The exercise ▸ Reproduce the line that holds "Where can the windshield" together with all the lines after it up to the end of the entries.

Data provided ▸

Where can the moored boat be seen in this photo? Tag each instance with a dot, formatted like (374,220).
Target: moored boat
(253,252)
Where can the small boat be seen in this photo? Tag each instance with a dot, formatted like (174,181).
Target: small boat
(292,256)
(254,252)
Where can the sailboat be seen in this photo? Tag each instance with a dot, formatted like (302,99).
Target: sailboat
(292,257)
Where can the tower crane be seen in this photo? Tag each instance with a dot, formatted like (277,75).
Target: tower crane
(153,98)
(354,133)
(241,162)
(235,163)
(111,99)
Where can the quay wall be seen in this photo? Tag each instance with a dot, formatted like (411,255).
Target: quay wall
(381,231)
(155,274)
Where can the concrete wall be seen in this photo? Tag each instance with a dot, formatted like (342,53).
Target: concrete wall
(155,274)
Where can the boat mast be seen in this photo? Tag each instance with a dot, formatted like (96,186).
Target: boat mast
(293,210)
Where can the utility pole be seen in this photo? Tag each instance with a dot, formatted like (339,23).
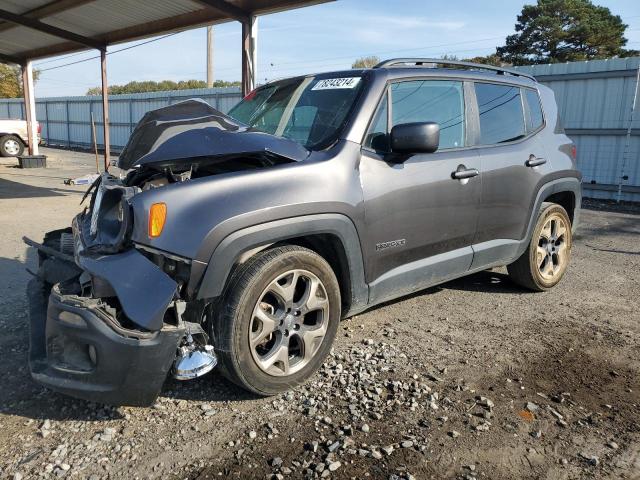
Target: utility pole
(627,143)
(210,56)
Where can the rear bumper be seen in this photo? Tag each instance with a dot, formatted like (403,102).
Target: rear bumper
(78,350)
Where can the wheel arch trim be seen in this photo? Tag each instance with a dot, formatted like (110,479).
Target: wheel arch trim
(561,185)
(238,243)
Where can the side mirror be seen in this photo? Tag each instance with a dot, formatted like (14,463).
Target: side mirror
(418,137)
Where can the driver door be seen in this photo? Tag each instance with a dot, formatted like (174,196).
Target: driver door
(420,220)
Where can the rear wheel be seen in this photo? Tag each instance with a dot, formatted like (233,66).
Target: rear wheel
(11,146)
(278,320)
(545,261)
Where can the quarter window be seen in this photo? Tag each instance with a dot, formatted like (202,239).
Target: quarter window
(420,101)
(501,115)
(377,137)
(534,117)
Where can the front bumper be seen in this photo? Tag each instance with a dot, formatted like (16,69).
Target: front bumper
(78,350)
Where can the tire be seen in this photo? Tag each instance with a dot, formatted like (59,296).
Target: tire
(545,261)
(11,146)
(271,333)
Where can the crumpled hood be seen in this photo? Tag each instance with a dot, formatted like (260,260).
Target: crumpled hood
(192,129)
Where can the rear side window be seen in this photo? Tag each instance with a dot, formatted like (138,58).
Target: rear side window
(501,115)
(534,114)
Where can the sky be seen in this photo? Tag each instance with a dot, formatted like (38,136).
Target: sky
(313,39)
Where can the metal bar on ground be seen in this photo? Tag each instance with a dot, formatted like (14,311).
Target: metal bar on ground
(105,108)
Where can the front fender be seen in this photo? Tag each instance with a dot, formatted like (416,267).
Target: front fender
(229,250)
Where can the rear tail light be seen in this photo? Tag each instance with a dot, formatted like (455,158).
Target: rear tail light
(157,217)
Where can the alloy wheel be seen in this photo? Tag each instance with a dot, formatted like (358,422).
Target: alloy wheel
(289,322)
(12,147)
(552,253)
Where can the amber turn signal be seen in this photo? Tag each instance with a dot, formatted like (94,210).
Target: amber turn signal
(157,217)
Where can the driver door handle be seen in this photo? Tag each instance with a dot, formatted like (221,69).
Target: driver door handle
(464,173)
(535,161)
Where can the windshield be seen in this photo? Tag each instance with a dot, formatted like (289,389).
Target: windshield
(307,110)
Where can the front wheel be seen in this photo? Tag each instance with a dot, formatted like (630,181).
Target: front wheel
(278,319)
(545,261)
(11,146)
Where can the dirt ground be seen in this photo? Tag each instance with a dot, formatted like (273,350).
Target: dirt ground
(473,379)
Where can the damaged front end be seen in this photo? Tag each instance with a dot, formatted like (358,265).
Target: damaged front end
(111,315)
(108,327)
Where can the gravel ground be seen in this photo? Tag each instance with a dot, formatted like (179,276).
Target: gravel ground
(473,379)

Answer in full ▸
Where can the windshield be seen in this photo? Tag each instance with a dot, formatted like (289,389).
Target: windshield
(307,110)
Where can the front wheel be seen in this photo? Tag each instance with a dot, formatted like (630,181).
Target: front wheel
(278,319)
(545,261)
(11,146)
Where can the dirt ground be seen in this photo? Tag each instance with a dot, formatted like (273,350).
Target: dirt ground
(473,379)
Where can the damaged front end be seen in this photo? Tag each instance with a dot, formatted like (358,265).
Target: damaged front end
(111,315)
(108,327)
Where can the gravel ground be seen in this photo? Tag each instance with a dot, formatted like (179,276).
Target: gravel ground
(473,379)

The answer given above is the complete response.